THE EXERCISE. Starting at the line that contains "in [395, 226]." and ending with the last line below, write those lines out again, requests included. Scale each answer's point coordinates by 0.5 and round them to whole numbers with halves going up, leaving the numbers in the requests unchanged.

DATA SUPPLIED.

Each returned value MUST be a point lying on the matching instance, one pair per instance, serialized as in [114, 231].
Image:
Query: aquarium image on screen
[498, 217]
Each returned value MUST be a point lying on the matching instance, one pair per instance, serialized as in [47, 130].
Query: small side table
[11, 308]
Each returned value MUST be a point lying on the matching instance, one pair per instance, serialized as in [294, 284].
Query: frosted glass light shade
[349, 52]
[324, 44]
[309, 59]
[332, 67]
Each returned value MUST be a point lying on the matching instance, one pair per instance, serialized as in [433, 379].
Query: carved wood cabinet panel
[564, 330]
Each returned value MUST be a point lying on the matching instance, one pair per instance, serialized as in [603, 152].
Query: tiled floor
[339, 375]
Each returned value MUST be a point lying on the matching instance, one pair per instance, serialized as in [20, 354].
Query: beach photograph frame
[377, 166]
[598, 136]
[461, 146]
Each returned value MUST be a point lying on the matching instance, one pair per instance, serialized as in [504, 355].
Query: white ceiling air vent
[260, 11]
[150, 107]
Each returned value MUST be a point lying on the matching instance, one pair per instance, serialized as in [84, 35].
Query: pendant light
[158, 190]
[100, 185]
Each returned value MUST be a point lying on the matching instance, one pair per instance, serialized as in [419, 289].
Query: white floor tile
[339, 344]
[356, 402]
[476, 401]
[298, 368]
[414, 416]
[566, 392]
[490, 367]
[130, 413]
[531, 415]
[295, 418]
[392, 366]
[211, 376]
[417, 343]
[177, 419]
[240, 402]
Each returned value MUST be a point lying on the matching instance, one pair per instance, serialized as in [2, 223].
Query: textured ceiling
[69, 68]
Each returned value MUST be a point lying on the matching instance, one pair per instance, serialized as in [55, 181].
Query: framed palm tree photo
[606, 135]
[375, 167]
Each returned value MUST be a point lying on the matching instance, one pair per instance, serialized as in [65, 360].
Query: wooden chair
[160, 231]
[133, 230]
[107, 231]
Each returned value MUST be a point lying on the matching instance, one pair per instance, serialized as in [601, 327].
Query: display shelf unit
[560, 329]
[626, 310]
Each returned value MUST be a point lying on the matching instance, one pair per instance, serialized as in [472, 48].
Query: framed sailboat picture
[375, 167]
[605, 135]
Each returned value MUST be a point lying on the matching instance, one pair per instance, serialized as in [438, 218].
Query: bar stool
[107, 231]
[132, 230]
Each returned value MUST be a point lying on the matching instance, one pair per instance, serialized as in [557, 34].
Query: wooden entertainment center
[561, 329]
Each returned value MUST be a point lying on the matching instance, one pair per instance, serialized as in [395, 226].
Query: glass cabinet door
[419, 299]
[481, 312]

ANSWER TO THE TASK.
Each returned value MUST be a point lying on the matching instance, one pair per instance, serialized as in [395, 226].
Query: glass cabinet door
[210, 150]
[241, 156]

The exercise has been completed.